## Source text
==*==
Lenin’s vanguard party sets out from a messianic Christian understanding of cosmology. When Lenin tells us that “without revolutionary theory, there is no revolutionary movement,” he is using Karl Kautsky as his model. Lenin cites Kautsky to argue that workers are incapable of producing class consciousness or revolutionary theory because they don’t have the capacity to spontaneously produce either their own theory or class consciousness. As a result, these can only arrive to them from without, that is to say, by preaching to them. And who is it that produces this theory and goes forth to preach it? For Lenin, following Kautsky, it is only bourgeois intellectuals, critical of their own class position, who can produce the consciousness and theory that the proletariat needs in order to emancipate itself. Hence the need for a vanguard party.
==*==
## Point annotation records
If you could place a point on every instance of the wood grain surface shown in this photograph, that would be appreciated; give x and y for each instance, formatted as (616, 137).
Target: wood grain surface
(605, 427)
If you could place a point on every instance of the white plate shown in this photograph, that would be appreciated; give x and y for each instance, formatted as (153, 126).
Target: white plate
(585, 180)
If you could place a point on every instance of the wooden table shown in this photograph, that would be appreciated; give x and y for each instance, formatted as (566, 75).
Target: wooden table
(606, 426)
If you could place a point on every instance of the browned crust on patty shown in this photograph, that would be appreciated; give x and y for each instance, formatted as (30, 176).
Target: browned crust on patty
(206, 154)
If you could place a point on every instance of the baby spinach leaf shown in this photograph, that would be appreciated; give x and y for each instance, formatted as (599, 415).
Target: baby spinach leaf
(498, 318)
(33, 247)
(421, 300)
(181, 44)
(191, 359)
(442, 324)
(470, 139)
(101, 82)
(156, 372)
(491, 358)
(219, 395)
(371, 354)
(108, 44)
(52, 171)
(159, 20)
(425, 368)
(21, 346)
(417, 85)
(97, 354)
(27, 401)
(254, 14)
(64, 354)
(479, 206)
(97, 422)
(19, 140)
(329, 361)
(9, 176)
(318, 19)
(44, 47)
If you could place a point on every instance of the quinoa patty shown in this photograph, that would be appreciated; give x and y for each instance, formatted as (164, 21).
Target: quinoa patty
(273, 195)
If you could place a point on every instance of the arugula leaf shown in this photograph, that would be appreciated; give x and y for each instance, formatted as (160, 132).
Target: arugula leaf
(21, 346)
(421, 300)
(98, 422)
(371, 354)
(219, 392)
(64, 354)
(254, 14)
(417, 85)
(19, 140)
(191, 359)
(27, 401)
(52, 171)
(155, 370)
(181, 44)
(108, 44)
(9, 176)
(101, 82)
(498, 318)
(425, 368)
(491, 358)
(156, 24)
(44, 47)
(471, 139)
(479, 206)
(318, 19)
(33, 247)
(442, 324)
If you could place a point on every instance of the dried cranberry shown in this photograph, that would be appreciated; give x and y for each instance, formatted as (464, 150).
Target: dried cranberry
==*==
## Problem set
1. In the passage on Lenin's vanguard party, copy everything from "Lenin’s vanguard party" down to "a vanguard party.".
2. How many lines of the records contain the string "leaf", with case counting? Reply with the number alone.

## Task solutions
1.
Lenin’s vanguard party sets out from a messianic Christian understanding of cosmology. When Lenin tells us that “without revolutionary theory, there is no revolutionary movement,” he is using Karl Kautsky as his model. Lenin cites Kautsky to argue that workers are incapable of producing class consciousness or revolutionary theory because they don’t have the capacity to spontaneously produce either their own theory or class consciousness. As a result, these can only arrive to them from without, that is to say, by preaching to them. And who is it that produces this theory and goes forth to preach it? For Lenin, following Kautsky, it is only bourgeois intellectuals, critical of their own class position, who can produce the consciousness and theory that the proletariat needs in order to emancipate itself. Hence the need for a vanguard party.

2. 4